Jump to content
IGNORED

Lies, Damn Lies and Statistics


Silvio Dante

Recommended Posts

47 minutes ago, 054123 said:

I listen to the Not The Top 20 Podcast and they live by XG to the point where it clouds their judgment IMO.

Apparently our low XG means we’re about to slide away. 

I agree that taking it that far and to such an absolute conclusion is to take it too seriously.

However, having a "actual goals against/for" ratio that is far higher than your xG does suggest that there will be a regression to the mean at some point in the future. That is, it would not be surprising to see our points per game drop. Now you can say "Yeh obviously - we're on an unbeaten run but quite a few games have been draws and really we've not been playing scintillating football". I'd agree whether you look at it anecdotally or statistically that if we keep going as we are our luck will run out and so it is likely that we'll drop off soon.  What the xG does is provide some form of statistical support to that argument.

xG cannot account for players returning from injury or new signings. When Kalas and Nagy are back in the team we may well see our defence tighten up and thus we could actually continue the form we are in, or even improve. That doesn't mean the xG is wrong, it means that taking it to the extreme conclusion that "we're [definitely] about to slide away] was wrong. 

Link to comment
Share on other sites

1 hour ago, 054123 said:

I listen to the Not The Top 20 Podcast and they live by XG to the point where it clouds their judgment IMO.

Apparently our low XG means we’re about to slide away.

Given instruction a:
Please echo the records from the line with "Do not take my word for it — the mountain range" up to and including the line with "31 215 169 426".
The forum thread and the records are unrelated to each other.

Task data:
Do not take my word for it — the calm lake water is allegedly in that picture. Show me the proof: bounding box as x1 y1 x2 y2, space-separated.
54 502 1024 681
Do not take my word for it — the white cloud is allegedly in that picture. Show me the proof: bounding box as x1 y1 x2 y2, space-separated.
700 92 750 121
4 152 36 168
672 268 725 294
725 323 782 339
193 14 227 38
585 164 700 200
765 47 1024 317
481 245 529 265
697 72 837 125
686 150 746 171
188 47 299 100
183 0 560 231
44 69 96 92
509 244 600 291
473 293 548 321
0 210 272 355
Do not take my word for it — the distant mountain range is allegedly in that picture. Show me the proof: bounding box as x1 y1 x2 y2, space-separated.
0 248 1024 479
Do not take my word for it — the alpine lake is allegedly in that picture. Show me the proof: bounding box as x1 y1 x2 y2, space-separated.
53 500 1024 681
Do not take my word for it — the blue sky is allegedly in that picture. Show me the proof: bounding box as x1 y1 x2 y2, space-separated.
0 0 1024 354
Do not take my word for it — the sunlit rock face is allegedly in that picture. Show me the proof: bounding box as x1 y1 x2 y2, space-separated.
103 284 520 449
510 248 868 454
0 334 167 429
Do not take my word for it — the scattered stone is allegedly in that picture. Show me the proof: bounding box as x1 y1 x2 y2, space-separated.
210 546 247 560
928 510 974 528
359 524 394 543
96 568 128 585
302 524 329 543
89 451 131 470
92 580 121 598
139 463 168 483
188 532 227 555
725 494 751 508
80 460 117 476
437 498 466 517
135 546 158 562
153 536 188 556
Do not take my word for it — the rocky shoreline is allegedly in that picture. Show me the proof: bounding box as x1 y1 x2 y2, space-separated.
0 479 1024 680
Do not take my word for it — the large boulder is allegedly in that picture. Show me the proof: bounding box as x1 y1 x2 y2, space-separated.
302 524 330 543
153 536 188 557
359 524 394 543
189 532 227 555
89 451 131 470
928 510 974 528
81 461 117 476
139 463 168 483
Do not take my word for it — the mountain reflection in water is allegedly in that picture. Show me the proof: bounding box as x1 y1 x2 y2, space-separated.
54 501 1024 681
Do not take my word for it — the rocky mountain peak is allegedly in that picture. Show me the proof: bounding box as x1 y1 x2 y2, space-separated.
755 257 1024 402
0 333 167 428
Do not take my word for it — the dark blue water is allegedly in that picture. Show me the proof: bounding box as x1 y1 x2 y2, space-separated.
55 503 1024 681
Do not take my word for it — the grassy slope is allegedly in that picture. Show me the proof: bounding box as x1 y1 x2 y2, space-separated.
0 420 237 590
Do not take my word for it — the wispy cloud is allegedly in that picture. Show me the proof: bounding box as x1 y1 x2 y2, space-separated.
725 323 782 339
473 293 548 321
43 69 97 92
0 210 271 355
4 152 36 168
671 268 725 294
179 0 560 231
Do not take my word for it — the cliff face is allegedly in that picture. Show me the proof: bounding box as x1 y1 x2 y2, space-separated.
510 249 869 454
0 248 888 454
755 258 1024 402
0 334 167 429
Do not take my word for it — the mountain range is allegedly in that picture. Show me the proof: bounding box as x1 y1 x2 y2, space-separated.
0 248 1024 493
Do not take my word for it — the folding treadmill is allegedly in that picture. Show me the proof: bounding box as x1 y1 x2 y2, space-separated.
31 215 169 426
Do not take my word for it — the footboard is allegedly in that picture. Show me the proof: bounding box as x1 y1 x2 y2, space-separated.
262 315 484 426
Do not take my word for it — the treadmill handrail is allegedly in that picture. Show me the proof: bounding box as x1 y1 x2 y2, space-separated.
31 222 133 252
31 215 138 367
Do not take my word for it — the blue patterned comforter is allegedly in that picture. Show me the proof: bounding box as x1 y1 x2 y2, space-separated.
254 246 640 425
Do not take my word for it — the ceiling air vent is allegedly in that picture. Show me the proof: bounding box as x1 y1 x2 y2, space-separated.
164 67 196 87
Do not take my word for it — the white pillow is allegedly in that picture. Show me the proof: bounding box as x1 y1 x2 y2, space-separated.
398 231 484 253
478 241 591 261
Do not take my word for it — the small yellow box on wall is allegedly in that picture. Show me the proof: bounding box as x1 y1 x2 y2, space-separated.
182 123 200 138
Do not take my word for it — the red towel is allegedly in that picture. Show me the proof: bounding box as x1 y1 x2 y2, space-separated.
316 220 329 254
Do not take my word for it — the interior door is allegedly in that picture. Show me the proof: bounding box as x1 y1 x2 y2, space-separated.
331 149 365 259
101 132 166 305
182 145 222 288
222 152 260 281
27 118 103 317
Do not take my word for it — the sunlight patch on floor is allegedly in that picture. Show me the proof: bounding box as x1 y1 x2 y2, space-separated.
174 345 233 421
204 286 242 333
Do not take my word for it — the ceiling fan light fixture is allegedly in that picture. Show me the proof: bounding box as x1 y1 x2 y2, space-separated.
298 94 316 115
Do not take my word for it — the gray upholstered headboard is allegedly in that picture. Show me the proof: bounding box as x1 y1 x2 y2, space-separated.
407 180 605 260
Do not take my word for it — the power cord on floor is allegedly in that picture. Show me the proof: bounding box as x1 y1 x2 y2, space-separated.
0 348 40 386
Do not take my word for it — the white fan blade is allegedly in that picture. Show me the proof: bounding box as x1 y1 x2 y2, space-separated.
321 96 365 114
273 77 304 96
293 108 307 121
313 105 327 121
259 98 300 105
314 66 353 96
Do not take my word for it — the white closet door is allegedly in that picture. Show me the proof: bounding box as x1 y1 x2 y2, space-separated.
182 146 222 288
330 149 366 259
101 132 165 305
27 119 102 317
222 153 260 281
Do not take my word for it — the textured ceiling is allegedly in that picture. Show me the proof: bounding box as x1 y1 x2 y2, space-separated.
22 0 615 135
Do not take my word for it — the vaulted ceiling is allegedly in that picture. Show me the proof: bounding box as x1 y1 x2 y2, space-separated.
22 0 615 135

Given instruction b:
Duplicate the entire forum thread on xG, character for character.

Complete output a:
Do not take my word for it — the mountain range is allegedly in that picture. Show me the proof: bounding box as x1 y1 x2 y2, space-separated.
0 248 1024 493
Do not take my word for it — the folding treadmill is allegedly in that picture. Show me the proof: bounding box as x1 y1 x2 y2, space-separated.
31 215 169 426

Complete output b:
Jump to content
IGNORED

Lies, Damn Lies and Statistics


Silvio Dante

Recommended Posts

47 minutes ago, 054123 said:

I listen to the Not The Top 20 Podcast and they live by XG to the point where it clouds their judgment IMO.

Apparently our low XG means we’re about to slide away. 

I agree that taking it that far and to such an absolute conclusion is to take it too seriously.

However, having a "actual goals against/for" ratio that is far higher than your xG does suggest that there will be a regression to the mean at some point in the future. That is, it would not be surprising to see our points per game drop. Now you can say "Yeh obviously - we're on an unbeaten run but quite a few games have been draws and really we've not been playing scintillating football". I'd agree whether you look at it anecdotally or statistically that if we keep going as we are our luck will run out and so it is likely that we'll drop off soon.  What the xG does is provide some form of statistical support to that argument.

xG cannot account for players returning from injury or new signings. When Kalas and Nagy are back in the team we may well see our defence tighten up and thus we could actually continue the form we are in, or even improve. That doesn't mean the xG is wrong, it means that taking it to the extreme conclusion that "we're [definitely] about to slide away] was wrong. 

Link to comment
Share on other sites

1 hour ago, 054123 said:

I listen to the Not The Top 20 Podcast and they live by XG to the point where it clouds their judgment IMO.

Apparently our low XG means we’re about to slide away.